#### [TEXTO DE APOIO]
+ + + + +
A matéria, a mente e o espírito são questões do corpo. Porém, o corpo não é a soma nem a justaposição dessas questões. O corpo não se confunde com a questão do sujeito, porque este é apenas uma dimensão do que o ser humano como corpo é. O corpo é. O ser humano como corpo se move já desde sempre no horizonte da Cura. O corpo é uma figuração da Cura. Nós não sabemos o que é a Cura, porque somos uma doação sua. A Cura é sempre Cura do que sentimos e não sentimos, do que sabemos e não sabemos, queremos e não queremos, somos e não somos.
A Cura é o enigma de todo corpo. O corpo só é corpo como questão da Cura. O ser humano é um fingir da Cura.
Cura é um mito, a imagem-questão do corpo que todo ser humano é.
O mito de Cura
Muitas vezes ficamos perplexos diante do que nos acontece na vida. Estamos sempre à pro-cura disto e daquilo e até, essencialmente, de nós mesmos. O que nos move na pro-cura é a Cura. Cura, do latim, assinala o Cuidado.
A Cura impulsiona todo nosso agir, que se diz em grego poiein, de onde nos vem poiesis, a essência do agir, a poesia. Esta só é linguagem quando se torna verbo-ação-poiesis. Toda poesia nos advém a partir de Cura. É essa a fala do mito “Cura”.
A fala do mito é a linguagem do sagrado, por isso nele agem e falam deuses: imagens-questões. O ser-humano (Entre-ser / Da-sein) é doação da Cura enquanto poesia e linguagem. É o que nos narra o mito Cura. Ele nos foi assinalado por Higino, escravo egípcio de César Augusto, que morreu no ano 10 da nossa era. Eis a sua saga:
Cura cum fluvium transiret, videt cretosum lutum sustulitque cogitabunda atque coepit fingere.
Dum deliberat quid iam fecessit, Jovis intervenit. Rogat eum Cura ut det illi spiritum, et facile impetrat.
Cui cum vellet Cura nomen ex sese ipsa imponere, Jovis prohibuit suumque nomen ei dandum esse dictitat.
+ + + + +
#### [MATERIAL APRESENTADO]
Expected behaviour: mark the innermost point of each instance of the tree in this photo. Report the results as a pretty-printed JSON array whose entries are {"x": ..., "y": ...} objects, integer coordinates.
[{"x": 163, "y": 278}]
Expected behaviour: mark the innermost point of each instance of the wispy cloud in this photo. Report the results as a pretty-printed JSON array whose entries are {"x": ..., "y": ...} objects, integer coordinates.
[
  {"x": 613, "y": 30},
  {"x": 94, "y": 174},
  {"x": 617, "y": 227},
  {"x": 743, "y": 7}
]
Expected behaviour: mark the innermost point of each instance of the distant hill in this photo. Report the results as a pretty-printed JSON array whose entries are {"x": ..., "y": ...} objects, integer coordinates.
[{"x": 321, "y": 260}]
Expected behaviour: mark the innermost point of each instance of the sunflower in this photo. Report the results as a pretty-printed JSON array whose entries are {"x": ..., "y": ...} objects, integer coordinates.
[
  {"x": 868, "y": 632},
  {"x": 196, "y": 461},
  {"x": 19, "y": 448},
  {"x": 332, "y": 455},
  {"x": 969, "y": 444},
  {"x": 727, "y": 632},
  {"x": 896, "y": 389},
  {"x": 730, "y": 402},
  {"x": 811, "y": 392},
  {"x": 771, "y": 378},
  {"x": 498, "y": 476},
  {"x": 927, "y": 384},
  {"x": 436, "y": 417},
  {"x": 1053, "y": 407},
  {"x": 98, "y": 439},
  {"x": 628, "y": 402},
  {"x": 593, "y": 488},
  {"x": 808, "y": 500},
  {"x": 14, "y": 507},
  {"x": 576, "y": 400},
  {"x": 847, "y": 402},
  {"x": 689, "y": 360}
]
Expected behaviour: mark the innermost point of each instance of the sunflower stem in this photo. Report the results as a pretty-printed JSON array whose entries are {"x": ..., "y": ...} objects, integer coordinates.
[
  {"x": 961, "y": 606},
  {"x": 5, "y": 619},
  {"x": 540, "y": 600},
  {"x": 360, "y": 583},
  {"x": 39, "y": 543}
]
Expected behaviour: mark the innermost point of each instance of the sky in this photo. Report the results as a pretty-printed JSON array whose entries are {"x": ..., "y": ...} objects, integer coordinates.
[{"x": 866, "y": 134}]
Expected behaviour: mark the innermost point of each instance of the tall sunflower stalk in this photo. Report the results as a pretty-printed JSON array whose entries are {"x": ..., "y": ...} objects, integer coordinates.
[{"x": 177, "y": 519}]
+ + + + +
#### [ENUNCIADO]
Extraia do texto sobre o mito de Cura, sem nenhuma alteração, o trecho que começa em "A Cura é o enigma" e vai até "ser humano é.".

#### [RESPOSTA DO EXERCÍCIO]
A Cura é o enigma de todo corpo. O corpo só é corpo como questão da Cura. O ser humano é um fingir da Cura.
Cura é um mito, a imagem-questão do corpo que todo ser humano é.